Video is ripe with possibilities - Dominic Byrne

These days when getting noticed is a difficult achievement amongst the plethora of highly competitive marketing campaigns, first impressions are critical for success.  

In a brief summary from a presentation I viewed last week by John Speers, DDI:

There is simply no better way to improve your communication or content than to embrace the power of the visual. The brain deciphers images simultaneously, while language is decoded in a linear, sequential manner. Content must be highly visual based, quality visuals that are borne out of strategic integrity, executed brilliantly and imbued with the brand’s values. 

The same presentation references some supporting numbers from WARC, 2013:

  • Marketers using video in email campaigns generate 40% higher revenue, 55% higher click throughs, 44% greater time engaged and a 41% increase in forwarding.
  • 25% of global internet traffic by 2014 will be mobile.
  • “Rich media is the key to engaging, immersive brand experiences with significantly more positive opinion to interactive ads, permitting a deeper brand-to- consumer conversation, which leads to a longer dwell time, 31% more.” (InMobi).

**ENTRIES PROVIDED**

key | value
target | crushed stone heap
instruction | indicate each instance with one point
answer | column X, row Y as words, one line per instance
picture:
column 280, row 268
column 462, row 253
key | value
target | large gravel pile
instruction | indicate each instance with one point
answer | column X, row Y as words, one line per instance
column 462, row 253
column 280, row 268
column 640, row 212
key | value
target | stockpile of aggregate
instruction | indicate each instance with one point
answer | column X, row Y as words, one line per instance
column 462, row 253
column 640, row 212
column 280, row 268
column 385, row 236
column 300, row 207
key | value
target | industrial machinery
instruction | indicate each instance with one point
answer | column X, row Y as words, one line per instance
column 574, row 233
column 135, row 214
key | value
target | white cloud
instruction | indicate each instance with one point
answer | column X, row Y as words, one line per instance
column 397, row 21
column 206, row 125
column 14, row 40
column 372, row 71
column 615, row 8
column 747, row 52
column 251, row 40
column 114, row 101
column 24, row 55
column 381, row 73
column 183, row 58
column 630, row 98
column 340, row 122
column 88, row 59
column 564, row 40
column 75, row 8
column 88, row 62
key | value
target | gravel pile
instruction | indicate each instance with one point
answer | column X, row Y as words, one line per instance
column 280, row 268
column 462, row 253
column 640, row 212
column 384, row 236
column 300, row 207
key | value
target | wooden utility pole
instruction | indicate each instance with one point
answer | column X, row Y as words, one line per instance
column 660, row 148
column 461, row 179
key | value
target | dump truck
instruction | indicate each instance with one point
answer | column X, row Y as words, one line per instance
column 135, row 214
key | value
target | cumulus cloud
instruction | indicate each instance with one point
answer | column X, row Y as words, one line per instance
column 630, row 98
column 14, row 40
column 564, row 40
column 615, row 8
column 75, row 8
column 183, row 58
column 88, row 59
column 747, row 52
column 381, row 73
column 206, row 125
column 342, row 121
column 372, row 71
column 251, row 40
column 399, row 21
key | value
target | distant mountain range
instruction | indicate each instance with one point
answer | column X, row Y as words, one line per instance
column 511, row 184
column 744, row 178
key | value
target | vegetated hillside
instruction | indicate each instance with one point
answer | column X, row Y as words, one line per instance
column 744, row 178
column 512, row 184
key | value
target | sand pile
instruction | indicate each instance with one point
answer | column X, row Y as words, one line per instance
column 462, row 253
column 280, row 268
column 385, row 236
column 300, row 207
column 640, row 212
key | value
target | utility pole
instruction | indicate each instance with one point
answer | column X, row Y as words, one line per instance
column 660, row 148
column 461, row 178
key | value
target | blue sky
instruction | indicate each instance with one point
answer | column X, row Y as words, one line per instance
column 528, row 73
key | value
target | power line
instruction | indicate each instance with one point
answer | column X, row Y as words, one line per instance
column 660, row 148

**USING THE INFORMATION**
1) From the article on video in marketing, list every improvement that the first bullet point credits to marketers who use video in email campaigns, with its percentage.
2) Write the next part of the article on video in marketing, starting after its final bullet point.
The lines are separate material and are not part of the article on video in marketing.

**ANSWER SET**
1)
- 40% higher revenue
- 55% higher click throughs
- 44% greater time engaged
- 41% increase in forwarding

2)
All the stats floating around the internet about video are on graphs that point north, particularly combined with the penetration of mobile

Dominic-Byrne-Video-and-mobile-is-increasing-DigiToro

With video consumption on mobile going through the roof, by tomorrow it will be too late as video advertising across all platforms becomes the norm and your audience suffers complete saturation, so get on it now and capitalise on early mover advantage.

My advice is to be timely, narrow your target, use whatever CRM data matching is possible, be relevant, put the creative in context, offer an immersive and engaging experience, measure against your business objectives and use analytics and insights in each campaign to evaluate and direct your next steps.

Now the problem with my advice, and the ‘nearly – all barriers’ I mentioned before, is the challenges I undoubtedly share with you: video at a commercial level costs money, and quality production takes time.

So to practise what I preach, I’m going to tackle my video objectives in several progressive steps. If you have some constructive advice for me on this approach, then I’m all ears. 

The company I work for sells tyres, the ultimate consumer grudge purchase. My marketing audience is anyone with a car, the average tyre replacement is 3.2 years and at any given time, only 3% of the population needs new tyres on their passenger vehicle.  

I market a product that everyone needs but no one is interested in, it’s competitive and difficult to get cut through. The consumer market is down, profits are declining and internal austerity measures are in place. Oh, and I want to create video and capitalise on the explosion of mobile. 

Our biggest competitive advantage is that we sell tyres online and facilitate fitment. So let’s start with targeting our entire audience and explain the situation in a real life example.

To reduce the expense, the actors are staff and a team of one produced it.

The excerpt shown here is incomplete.